# Dataset extract:
______________________________
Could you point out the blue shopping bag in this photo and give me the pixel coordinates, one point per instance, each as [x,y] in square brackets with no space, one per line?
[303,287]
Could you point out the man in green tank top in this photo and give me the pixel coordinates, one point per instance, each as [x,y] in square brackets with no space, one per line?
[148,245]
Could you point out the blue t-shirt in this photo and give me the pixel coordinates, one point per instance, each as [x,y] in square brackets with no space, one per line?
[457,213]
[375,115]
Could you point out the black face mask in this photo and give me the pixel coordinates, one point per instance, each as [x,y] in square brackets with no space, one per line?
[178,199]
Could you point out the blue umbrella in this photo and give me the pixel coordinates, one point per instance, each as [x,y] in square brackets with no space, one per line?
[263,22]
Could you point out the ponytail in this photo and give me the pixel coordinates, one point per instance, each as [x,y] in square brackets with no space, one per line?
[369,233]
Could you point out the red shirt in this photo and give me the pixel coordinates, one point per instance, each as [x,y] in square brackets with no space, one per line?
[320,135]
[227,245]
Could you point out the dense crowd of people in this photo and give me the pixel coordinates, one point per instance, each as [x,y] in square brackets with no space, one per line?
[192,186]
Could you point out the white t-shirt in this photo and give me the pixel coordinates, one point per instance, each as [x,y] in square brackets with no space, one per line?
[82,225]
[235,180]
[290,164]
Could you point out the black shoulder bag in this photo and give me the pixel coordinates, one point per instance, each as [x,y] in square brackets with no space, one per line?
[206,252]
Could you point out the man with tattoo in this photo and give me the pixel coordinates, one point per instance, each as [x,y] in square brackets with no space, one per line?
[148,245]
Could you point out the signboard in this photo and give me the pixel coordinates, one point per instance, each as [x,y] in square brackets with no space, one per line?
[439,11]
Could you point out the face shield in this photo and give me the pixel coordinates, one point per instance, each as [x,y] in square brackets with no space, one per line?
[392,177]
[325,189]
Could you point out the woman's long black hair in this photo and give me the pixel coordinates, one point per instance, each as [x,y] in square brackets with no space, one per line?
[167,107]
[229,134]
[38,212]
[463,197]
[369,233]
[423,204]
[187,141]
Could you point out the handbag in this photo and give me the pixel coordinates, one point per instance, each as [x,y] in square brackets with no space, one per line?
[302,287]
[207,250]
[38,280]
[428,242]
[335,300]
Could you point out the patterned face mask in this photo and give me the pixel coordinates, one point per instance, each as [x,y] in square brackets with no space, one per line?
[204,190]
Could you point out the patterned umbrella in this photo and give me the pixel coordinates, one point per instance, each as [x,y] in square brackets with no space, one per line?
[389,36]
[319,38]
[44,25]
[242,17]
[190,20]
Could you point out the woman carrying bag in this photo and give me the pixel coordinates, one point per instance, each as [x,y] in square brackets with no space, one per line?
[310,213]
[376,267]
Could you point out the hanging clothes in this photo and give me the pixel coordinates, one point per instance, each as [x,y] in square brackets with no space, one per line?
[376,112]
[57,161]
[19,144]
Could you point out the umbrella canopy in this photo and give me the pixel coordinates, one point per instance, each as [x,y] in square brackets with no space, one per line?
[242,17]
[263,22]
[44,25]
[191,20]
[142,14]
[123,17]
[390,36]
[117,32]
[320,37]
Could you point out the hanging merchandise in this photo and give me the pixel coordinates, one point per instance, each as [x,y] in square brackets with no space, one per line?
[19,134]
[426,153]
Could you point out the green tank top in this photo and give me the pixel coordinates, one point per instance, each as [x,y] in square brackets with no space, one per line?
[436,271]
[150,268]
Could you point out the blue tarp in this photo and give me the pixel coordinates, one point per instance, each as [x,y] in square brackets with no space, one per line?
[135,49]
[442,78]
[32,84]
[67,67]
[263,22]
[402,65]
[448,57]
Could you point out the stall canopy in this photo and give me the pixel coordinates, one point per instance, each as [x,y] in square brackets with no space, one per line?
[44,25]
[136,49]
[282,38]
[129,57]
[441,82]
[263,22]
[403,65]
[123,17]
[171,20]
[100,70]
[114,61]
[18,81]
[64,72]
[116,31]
______________________________
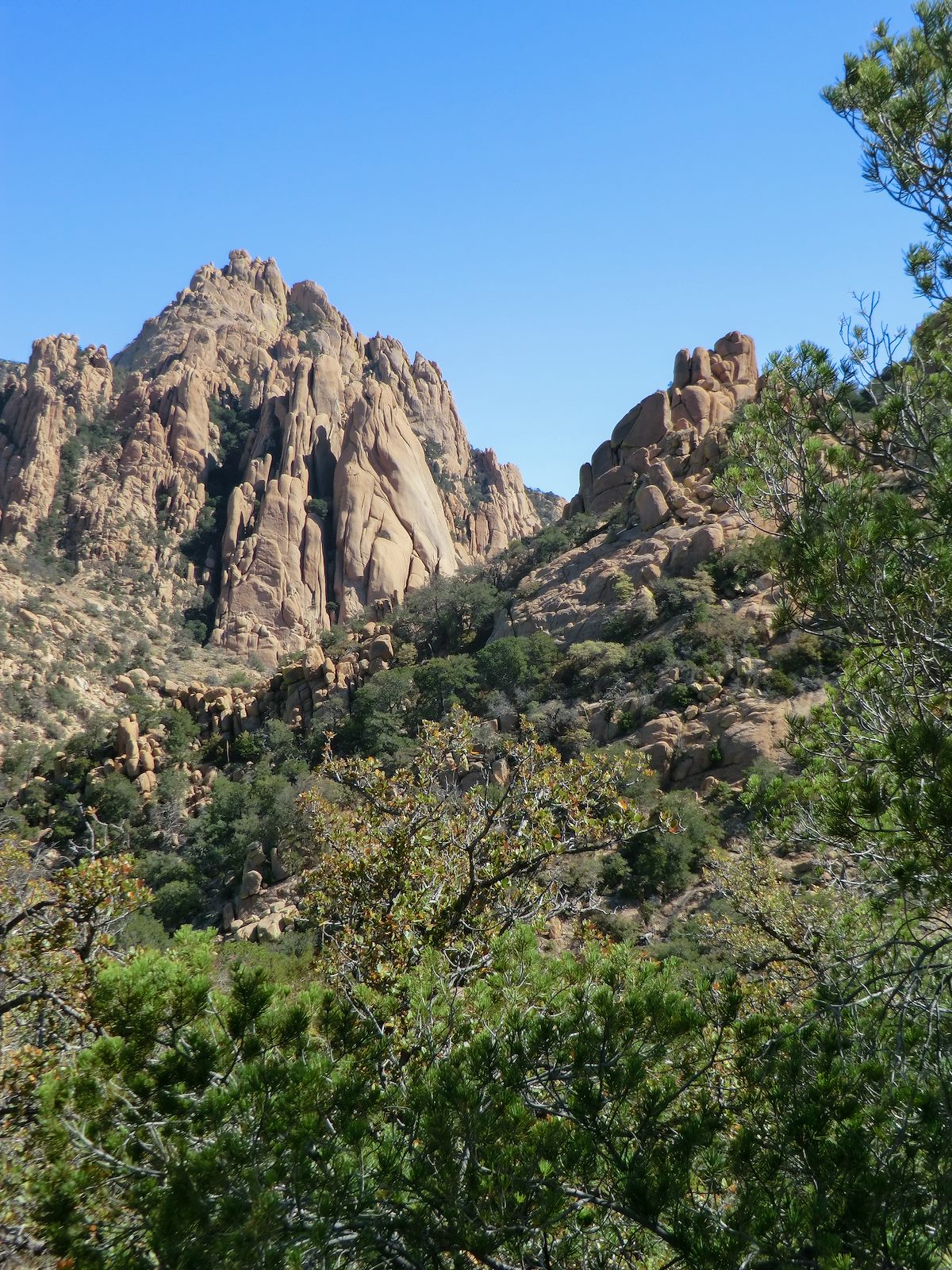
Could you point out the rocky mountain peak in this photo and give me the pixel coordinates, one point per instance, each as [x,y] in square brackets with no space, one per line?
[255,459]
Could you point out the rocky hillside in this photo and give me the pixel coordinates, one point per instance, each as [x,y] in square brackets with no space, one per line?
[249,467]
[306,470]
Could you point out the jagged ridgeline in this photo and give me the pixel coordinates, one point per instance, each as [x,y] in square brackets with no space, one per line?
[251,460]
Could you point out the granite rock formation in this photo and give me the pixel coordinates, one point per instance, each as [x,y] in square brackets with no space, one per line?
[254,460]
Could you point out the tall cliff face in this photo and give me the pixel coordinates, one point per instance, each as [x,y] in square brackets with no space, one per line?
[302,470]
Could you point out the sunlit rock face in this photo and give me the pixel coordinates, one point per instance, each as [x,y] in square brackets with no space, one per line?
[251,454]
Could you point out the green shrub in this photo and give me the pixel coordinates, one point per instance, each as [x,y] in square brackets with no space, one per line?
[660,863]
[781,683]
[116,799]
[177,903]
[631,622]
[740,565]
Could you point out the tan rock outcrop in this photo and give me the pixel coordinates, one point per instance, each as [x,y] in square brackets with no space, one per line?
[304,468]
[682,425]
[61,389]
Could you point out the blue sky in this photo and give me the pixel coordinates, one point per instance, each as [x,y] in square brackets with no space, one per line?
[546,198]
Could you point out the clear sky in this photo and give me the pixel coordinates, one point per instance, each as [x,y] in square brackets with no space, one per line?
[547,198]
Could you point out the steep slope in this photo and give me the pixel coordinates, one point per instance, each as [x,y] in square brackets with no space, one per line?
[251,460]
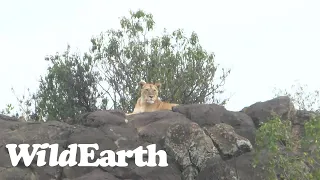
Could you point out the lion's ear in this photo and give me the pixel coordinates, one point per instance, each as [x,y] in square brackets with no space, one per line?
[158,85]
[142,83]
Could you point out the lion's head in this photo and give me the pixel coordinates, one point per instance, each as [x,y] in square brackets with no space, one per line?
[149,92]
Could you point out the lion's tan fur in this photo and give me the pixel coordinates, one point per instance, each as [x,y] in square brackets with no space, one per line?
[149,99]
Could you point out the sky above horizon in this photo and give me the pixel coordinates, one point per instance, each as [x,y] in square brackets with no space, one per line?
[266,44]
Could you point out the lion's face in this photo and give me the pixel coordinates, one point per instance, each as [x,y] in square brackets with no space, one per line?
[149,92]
______________________________
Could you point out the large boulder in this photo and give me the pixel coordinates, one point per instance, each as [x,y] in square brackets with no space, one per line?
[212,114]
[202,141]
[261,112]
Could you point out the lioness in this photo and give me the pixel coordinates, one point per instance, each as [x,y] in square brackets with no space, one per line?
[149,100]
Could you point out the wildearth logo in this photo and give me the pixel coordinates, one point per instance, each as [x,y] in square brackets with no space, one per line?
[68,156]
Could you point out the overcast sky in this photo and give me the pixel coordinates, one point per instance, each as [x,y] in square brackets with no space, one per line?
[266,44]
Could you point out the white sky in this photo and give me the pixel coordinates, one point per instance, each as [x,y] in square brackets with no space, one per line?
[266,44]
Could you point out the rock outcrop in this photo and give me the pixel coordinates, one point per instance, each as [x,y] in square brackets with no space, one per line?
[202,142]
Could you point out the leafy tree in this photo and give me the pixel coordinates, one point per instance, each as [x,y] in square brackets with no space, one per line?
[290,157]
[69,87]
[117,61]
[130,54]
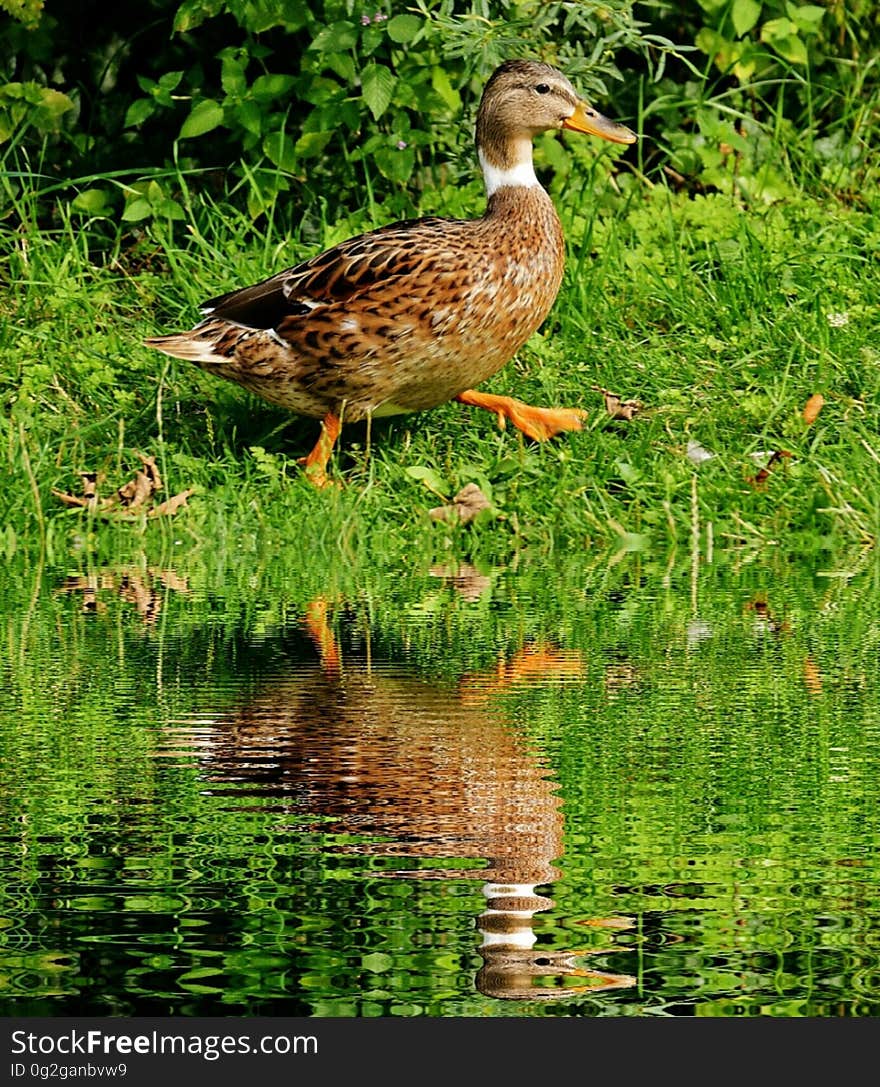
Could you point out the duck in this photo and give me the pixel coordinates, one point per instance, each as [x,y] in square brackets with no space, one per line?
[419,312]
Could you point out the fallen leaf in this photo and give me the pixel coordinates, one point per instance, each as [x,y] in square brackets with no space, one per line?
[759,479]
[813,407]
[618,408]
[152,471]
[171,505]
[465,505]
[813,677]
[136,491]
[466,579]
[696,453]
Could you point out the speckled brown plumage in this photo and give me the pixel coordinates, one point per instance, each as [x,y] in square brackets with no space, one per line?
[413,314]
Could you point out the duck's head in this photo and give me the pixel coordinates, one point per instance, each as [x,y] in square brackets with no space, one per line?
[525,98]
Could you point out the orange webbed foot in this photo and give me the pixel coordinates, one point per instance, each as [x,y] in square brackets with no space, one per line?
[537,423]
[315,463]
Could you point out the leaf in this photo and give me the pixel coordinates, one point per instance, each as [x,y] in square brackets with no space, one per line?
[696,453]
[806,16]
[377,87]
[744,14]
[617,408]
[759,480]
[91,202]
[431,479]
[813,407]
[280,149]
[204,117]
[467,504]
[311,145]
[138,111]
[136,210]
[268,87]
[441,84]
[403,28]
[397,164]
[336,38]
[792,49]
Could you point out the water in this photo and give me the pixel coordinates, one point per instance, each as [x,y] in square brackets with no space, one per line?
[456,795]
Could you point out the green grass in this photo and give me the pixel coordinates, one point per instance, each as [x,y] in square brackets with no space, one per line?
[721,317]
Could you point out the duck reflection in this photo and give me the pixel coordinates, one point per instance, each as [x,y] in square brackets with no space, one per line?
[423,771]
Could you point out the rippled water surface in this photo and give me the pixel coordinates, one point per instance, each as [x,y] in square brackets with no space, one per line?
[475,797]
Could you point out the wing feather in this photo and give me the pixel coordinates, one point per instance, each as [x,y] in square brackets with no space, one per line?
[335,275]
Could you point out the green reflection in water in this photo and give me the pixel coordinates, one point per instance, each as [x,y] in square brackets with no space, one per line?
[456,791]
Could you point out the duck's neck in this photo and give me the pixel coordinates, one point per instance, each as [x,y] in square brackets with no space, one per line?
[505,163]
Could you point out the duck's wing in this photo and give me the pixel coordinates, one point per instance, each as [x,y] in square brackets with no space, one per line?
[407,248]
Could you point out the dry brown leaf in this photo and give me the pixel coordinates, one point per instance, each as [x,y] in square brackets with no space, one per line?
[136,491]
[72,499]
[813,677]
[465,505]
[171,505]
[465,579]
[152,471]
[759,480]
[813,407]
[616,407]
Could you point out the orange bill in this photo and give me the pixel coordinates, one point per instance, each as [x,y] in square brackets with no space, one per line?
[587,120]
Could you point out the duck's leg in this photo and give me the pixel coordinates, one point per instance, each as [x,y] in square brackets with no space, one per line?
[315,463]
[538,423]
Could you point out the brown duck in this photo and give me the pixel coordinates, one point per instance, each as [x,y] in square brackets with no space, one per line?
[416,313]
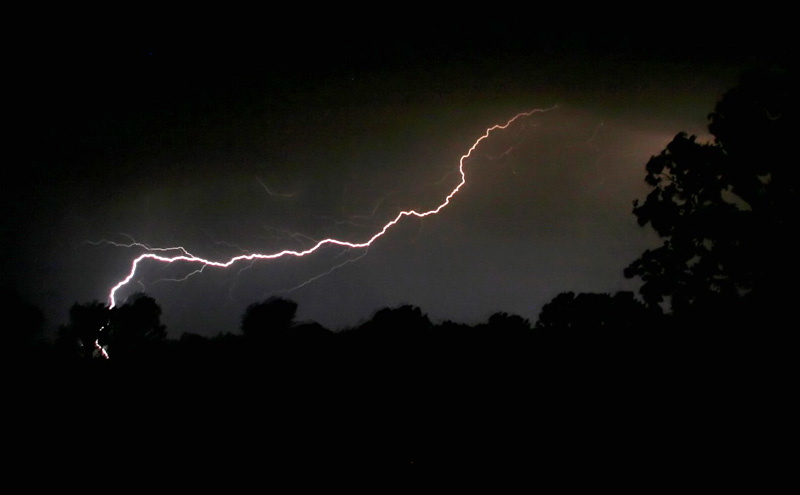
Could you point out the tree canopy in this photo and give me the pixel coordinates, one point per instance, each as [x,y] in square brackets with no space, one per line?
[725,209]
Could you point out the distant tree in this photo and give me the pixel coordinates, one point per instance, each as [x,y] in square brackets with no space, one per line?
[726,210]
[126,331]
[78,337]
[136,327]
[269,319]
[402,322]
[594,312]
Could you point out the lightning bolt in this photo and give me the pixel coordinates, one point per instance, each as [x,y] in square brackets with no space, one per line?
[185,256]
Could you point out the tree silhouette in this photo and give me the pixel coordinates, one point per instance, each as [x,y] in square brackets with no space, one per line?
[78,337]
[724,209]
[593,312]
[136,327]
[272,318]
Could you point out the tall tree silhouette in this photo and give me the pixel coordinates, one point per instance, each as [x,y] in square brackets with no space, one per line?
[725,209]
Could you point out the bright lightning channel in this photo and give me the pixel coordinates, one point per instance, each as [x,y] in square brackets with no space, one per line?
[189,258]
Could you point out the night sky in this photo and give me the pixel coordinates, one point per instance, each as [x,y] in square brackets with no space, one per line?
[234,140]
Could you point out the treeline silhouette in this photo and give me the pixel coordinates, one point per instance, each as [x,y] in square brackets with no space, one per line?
______________________________
# Exercise instructions:
Return each line of the material above that contains the string "logo", treating uppercase and lowercase letters as distinct.

# Output for this exercise:
Could you point out the wildearth logo in this photo and give me the pixel coordinates, one point per instance, each as [x,y] in square brackets with no space, one per line?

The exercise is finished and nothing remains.